Israeli lawmakers approved the formation of a unity government between Prime Minister Benjamin Netanyahu and his erstwhile rival Benny Gantz Thursday, paving the way to an end to more than a year of deadlock.
The two men have said they will swear in their new administration on May 13, with Netanyahu remaining leader for 18 months, before handing over to Gantz.
The proposed government had been challenged in the high court, with opponents arguing Netanyahu was ineligible to rule due to a series of corruption indictments.
They also complained that certain provisions in the coalition deal broke the law.
But the court ruled on Wednesday evening "there was no legal reason to prevent the formation of a government" led by Netanyahu.
It added that by approving the coalition it "was not seeking to diminish the severity of the charges" against Netanyahu, but concluded that those could be handled in his trial, which is due to begin on May 24.
Netanyahu has been written off by pundits and rivals many times since taking power in 2009, but the man sometimes dubbed "the magician" has invariably found a route to remain in power.
In addition to rebuilding an economy shaken by the coronavirus, the new government will also decide on the possible annexation of large parts of the West Bank, a move successive governments have refrained from ever since its occupation in the Six-Day War of 1967.
Israel has been without a stable government since December 2018, with the country seeing three successive elections in which Gantz's centrist Blue and White and Netanyahu's Likud were near neck-and-neck.

:::::

Activity 1: Write out the passage of the article on Israel's unity government starting with "But the court" and going on through "remain in power.".
Activity 2: In the article on Israel's unity government, for how many months will Netanyahu remain leader before handing over to Gantz?

:::::

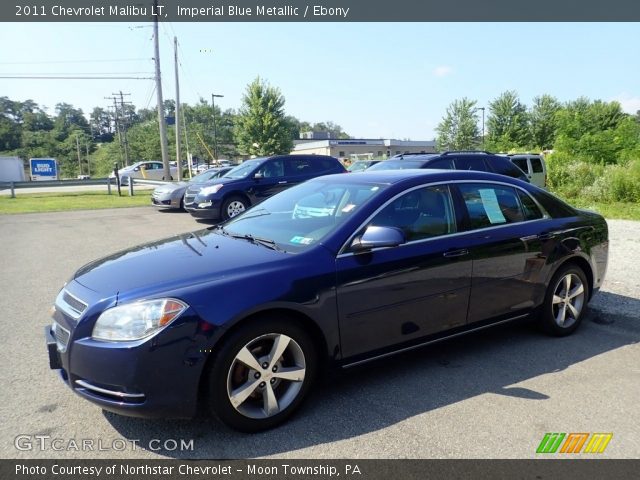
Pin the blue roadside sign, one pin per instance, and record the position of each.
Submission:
(43, 169)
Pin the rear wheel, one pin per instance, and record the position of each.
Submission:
(262, 374)
(566, 301)
(233, 206)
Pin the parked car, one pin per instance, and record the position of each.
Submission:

:::::

Exercise result 1:
But the court ruled on Wednesday evening "there was no legal reason to prevent the formation of a government" led by Netanyahu.
It added that by approving the coalition it "was not seeking to diminish the severity of the charges" against Netanyahu, but concluded that those could be handled in his trial, which is due to begin on May 24.
Netanyahu has been written off by pundits and rivals many times since taking power in 2009, but the man sometimes dubbed "the magician" has invariably found a route to remain in power.

Exercise result 2: 18 months